─── Records for this task
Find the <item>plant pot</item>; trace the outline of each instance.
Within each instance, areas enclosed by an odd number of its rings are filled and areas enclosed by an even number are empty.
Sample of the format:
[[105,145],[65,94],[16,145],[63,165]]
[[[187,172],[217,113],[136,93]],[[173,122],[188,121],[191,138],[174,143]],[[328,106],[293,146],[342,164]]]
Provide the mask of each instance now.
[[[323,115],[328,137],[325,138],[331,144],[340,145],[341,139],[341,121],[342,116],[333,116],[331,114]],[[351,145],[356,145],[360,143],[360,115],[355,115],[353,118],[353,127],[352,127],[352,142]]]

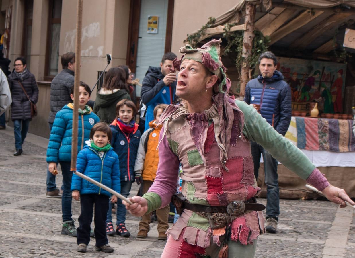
──────
** Goal **
Rewrite the records above, changing "Sample" to "Example" and keeping everything else the same. Leave the pictures out.

** Answer to the task **
Find the <item>plant pot</item>; trace the outline of each instance.
Within each instance, areas enclosed by an odd number of its rings are filled and areas enclosed by an even number are empty.
Example of the format:
[[105,145],[65,94],[16,145],[63,165]]
[[[187,172],[217,113],[136,93]],[[173,122],[188,121],[191,138],[174,143]],[[328,106],[293,146],[342,164]]]
Provide the mask of each instance now.
[[[323,115],[328,137],[325,138],[331,144],[340,145],[341,139],[341,121],[342,116],[333,116],[331,114]],[[351,145],[356,145],[360,143],[360,115],[355,115],[353,118],[353,127],[352,127],[352,142]]]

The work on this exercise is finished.